» Written request
Select each line below that contains the word "floral" and copy those lines out.

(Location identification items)
________

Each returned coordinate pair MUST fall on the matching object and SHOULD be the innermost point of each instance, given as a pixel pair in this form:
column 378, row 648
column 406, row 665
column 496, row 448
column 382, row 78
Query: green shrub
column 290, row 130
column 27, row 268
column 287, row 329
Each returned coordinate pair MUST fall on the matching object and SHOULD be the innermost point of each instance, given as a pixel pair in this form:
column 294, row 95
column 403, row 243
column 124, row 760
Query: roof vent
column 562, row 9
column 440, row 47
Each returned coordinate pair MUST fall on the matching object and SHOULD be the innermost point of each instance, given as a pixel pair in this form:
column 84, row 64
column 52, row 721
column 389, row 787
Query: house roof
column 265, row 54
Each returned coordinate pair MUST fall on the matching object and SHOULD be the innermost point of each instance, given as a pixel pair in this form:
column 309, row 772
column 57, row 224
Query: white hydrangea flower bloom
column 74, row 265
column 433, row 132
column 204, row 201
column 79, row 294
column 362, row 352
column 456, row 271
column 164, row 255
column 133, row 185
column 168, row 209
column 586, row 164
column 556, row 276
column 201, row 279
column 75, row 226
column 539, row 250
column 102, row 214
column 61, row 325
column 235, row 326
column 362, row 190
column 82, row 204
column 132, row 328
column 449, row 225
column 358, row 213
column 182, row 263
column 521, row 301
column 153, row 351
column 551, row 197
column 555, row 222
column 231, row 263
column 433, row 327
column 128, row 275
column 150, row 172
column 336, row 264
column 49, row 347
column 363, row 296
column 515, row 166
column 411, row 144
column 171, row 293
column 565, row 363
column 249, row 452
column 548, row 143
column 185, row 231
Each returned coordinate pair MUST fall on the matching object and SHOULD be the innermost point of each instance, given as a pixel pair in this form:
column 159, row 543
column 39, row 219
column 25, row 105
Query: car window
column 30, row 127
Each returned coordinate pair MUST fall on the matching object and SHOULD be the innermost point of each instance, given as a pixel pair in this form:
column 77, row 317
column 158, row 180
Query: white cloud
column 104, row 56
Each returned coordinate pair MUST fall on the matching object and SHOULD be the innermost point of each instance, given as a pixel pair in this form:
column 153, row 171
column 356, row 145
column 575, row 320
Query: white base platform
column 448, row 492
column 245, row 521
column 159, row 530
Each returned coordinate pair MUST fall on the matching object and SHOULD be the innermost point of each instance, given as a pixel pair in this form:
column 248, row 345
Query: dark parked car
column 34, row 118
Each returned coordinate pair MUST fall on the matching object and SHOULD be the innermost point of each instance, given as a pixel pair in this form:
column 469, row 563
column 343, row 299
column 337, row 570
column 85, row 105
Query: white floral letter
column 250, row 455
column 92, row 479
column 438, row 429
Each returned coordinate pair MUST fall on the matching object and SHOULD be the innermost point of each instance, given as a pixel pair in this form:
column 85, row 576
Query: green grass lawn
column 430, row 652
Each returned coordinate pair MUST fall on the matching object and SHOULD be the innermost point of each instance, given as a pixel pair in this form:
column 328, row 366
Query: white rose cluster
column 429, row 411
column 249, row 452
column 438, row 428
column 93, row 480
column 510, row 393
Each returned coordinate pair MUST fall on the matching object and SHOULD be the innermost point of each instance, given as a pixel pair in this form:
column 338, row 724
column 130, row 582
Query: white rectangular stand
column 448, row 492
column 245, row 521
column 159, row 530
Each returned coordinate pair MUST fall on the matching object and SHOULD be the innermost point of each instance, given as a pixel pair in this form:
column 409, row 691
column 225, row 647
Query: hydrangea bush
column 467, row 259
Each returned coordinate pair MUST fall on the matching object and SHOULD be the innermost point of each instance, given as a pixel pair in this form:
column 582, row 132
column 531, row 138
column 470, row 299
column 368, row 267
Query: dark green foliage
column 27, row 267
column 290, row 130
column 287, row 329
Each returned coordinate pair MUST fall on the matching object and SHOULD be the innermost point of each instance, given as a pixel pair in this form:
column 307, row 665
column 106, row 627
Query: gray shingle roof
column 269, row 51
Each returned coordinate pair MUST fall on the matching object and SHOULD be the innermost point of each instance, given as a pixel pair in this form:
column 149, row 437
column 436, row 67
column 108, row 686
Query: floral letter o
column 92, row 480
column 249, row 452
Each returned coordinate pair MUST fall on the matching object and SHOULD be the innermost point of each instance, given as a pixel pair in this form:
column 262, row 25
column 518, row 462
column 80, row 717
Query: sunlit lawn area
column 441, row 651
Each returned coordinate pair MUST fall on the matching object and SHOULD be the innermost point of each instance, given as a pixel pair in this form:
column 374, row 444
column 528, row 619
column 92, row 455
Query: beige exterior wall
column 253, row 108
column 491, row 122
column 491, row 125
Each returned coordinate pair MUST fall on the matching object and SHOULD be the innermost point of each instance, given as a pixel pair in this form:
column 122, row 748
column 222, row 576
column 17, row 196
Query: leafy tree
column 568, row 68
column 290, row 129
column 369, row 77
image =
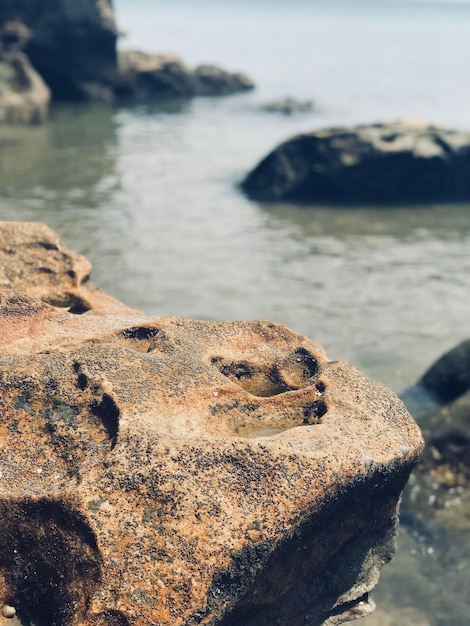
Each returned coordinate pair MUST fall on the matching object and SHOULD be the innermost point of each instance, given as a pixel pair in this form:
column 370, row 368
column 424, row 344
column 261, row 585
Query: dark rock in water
column 143, row 76
column 213, row 81
column 449, row 376
column 24, row 97
column 138, row 482
column 402, row 161
column 72, row 44
column 288, row 106
column 149, row 76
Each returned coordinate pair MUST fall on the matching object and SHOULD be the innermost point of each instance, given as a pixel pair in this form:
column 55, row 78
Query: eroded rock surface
column 24, row 97
column 409, row 161
column 73, row 44
column 162, row 471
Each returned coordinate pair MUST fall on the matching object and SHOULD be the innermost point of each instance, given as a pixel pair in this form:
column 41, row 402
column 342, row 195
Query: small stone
column 8, row 611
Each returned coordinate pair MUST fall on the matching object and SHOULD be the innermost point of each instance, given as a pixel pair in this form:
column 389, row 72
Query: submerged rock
column 24, row 97
column 408, row 161
column 449, row 376
column 177, row 472
column 146, row 76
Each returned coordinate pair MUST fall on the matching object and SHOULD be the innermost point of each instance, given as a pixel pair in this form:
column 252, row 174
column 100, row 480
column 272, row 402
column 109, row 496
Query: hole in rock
column 111, row 618
column 108, row 412
column 313, row 411
column 51, row 562
column 259, row 381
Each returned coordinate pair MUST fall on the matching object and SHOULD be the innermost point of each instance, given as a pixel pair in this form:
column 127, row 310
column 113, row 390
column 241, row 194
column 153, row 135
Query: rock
column 213, row 81
column 407, row 161
column 34, row 262
column 24, row 97
column 449, row 376
column 288, row 106
column 73, row 44
column 177, row 472
column 147, row 76
column 144, row 76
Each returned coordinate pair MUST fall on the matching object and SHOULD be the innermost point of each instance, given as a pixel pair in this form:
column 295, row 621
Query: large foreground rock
column 161, row 471
column 73, row 44
column 150, row 76
column 408, row 161
column 24, row 97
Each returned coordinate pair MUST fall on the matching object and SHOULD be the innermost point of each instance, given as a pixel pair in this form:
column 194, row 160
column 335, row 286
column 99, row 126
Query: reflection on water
column 149, row 195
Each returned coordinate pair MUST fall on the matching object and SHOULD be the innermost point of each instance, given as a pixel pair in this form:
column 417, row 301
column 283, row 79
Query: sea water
column 149, row 193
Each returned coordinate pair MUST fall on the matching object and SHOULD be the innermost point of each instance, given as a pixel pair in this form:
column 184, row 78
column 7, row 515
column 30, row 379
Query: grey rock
column 449, row 376
column 288, row 106
column 150, row 76
column 72, row 44
column 409, row 160
column 24, row 97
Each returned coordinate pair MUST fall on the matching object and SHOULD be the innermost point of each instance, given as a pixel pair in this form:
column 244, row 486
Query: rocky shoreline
column 406, row 161
column 176, row 472
column 65, row 50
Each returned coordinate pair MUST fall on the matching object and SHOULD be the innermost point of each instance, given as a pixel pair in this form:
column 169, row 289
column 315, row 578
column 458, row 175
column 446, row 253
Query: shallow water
column 149, row 194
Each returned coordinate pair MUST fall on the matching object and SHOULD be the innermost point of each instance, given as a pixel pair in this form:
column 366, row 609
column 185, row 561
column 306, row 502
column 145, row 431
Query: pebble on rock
column 8, row 611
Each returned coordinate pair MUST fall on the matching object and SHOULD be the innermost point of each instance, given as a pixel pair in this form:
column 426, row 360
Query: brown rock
column 148, row 76
column 161, row 471
column 33, row 261
column 214, row 81
column 72, row 44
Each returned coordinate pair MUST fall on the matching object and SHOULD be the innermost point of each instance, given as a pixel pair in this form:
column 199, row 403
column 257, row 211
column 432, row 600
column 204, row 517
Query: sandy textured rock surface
column 409, row 160
column 24, row 97
column 161, row 471
column 149, row 76
column 33, row 261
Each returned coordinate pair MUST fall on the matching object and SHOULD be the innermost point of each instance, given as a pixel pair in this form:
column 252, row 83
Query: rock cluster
column 162, row 471
column 24, row 97
column 409, row 160
column 145, row 76
column 288, row 106
column 72, row 46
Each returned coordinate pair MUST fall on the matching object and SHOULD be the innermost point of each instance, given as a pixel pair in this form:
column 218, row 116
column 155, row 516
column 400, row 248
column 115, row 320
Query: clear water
column 149, row 194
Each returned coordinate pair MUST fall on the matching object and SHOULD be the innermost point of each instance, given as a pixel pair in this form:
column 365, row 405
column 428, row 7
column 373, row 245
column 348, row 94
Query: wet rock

________

» Exercise answer
Query: white floral letter
Query: floral letter o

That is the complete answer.